◆ Passage provided
..........

United States District Court, S.D. Ohio, Western Division

January 10, 2017

SUSAN CARNEY, Plaintiff,
v.
PRUDENTIAL INSURANCE COMPANY OF AMERICA, Defendant.

          DLOTT, J.

          REPORT AND RECOMMENDATION

          KAREN L. LITKOVITZ UNITED STATES MAGISTRATE JUDGE.

         This matter is before the Court on defendant Prudential Insurance Company of America's motion to partially dismiss the amended complaint and motion to strike request for extracontractual/punitive damages and jury demand (Doc. 17), defendant's supporting memorandum (Doc. 18), and defendant's reply memorandum (Doc. 19). Plaintiff has not filed a response in opposition to the motion.

         Plaintiff originally filed this action alleging a wrongful denial of accidental death benefits in state court. (Doc. 2). Defendant removed the action to this Court on June 23, 2016. (Doc. 1). Defendant asserted that plaintiffs claims, which were brought exclusively under state law, were completely preempted by the Employee Retirement Income Security Act of 1974 (ERISA), 29 U.S.C., § 1001, et seq. The Court subsequently granted plaintiff leave to amend the complaint to join the Plan Administrator, Cintas Corporation (Cintas), as a defendant to the action and to add an ERISA claim against Prudential Insurance Company of America[1] (Prudential) and Cintas. (Doc. 14). The Amended Complaint was filed on September 22, 2016. (Doc. 15).

..........

◆ Data section
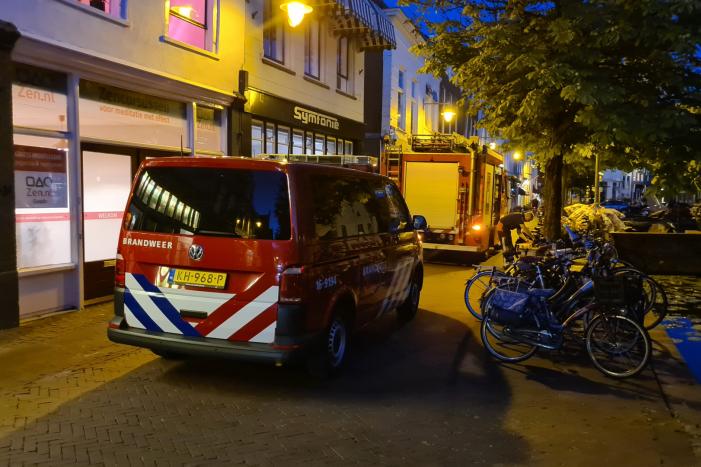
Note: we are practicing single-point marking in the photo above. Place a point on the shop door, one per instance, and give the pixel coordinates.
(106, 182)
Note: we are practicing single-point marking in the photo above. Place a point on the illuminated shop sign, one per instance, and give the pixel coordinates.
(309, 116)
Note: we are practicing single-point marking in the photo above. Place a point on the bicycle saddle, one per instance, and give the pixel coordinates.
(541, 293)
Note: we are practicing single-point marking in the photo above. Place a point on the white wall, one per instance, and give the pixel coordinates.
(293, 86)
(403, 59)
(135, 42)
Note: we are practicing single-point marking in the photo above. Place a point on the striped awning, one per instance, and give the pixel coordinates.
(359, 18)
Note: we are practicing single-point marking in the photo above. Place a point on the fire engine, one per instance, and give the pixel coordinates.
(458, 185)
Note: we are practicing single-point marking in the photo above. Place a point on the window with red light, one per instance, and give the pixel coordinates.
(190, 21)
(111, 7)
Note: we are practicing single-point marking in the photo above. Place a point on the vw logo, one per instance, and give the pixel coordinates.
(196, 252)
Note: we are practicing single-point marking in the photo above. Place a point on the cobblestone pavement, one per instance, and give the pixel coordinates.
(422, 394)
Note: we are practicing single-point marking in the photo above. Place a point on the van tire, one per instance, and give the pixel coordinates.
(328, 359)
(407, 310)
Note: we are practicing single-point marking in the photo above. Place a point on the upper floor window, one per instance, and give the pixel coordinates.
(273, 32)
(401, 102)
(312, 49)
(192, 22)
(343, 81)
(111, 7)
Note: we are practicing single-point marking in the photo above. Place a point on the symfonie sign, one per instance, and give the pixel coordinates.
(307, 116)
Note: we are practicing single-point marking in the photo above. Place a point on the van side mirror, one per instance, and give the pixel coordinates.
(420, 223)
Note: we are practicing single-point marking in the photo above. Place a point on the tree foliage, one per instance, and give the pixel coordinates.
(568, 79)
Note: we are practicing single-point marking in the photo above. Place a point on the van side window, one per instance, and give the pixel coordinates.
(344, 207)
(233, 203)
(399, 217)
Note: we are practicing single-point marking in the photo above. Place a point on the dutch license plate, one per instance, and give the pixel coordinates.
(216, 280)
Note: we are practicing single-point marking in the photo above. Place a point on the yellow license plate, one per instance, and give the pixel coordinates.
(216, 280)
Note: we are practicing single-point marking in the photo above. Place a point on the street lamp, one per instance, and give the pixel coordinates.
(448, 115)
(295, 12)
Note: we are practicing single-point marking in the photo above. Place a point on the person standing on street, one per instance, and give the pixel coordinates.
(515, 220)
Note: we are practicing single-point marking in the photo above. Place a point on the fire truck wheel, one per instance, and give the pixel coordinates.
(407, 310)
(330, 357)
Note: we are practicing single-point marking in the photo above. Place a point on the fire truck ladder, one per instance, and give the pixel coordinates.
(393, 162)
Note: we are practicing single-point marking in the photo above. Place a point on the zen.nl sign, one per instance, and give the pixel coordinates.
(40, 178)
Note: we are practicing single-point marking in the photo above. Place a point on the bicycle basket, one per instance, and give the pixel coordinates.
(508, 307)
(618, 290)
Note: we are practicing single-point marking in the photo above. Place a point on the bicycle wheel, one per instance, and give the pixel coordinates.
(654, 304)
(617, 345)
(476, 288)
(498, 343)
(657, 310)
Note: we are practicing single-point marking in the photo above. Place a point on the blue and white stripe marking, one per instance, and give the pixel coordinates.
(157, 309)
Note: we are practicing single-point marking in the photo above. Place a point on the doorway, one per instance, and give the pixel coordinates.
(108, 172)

..........

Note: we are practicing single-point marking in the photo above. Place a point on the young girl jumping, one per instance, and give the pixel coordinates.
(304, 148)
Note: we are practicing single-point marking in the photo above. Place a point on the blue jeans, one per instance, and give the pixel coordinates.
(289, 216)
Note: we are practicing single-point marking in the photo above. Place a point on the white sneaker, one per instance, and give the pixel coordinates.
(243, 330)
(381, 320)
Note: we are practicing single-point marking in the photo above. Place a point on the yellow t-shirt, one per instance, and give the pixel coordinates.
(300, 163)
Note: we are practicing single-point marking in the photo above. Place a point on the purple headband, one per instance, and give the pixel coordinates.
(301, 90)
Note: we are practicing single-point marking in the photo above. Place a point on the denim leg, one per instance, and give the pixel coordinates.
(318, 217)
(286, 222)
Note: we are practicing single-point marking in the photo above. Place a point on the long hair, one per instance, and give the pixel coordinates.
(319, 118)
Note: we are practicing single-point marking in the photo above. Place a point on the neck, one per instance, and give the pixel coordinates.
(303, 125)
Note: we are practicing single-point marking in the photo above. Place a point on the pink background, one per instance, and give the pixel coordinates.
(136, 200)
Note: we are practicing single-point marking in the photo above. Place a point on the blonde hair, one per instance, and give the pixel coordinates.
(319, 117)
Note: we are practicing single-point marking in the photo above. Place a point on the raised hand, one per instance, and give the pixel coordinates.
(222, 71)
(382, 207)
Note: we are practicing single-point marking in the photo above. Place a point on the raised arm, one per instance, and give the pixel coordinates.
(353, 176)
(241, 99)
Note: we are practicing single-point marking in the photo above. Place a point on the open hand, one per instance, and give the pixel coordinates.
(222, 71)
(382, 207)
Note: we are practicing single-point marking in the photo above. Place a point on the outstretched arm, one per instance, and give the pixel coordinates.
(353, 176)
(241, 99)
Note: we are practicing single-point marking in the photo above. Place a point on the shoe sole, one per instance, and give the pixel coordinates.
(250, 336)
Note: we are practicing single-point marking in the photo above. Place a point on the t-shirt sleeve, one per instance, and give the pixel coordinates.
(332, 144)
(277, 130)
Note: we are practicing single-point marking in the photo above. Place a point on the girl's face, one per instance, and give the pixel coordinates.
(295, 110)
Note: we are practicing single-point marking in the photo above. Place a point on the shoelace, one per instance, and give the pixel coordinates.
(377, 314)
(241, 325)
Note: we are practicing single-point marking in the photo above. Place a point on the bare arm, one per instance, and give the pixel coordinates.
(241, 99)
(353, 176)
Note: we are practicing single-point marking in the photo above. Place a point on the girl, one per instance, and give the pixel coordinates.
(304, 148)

..........

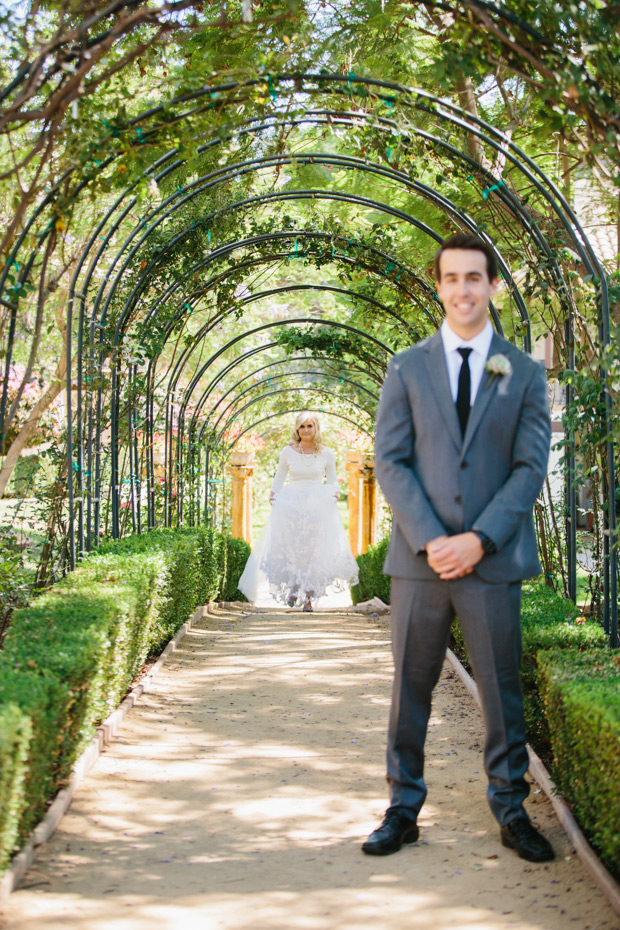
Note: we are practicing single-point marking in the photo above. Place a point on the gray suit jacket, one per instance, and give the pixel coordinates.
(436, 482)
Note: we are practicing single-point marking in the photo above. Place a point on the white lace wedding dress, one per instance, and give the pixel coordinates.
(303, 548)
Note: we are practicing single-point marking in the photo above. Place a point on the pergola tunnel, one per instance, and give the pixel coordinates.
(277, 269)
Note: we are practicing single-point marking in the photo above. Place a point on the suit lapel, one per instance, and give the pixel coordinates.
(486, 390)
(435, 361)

..........

◆ Goal
Answer these from the report and recommendation:
(a) On what date did the defendant remove the action to this Court?
(b) Which company, named as the Plan Administrator, did the Court allow the plaintiff to join as a defendant?
(c) What document number is the defendant's reply memorandum?

◆ Task output
(a) June 23, 2016
(b) Cintas Corporation
(c) Doc. 19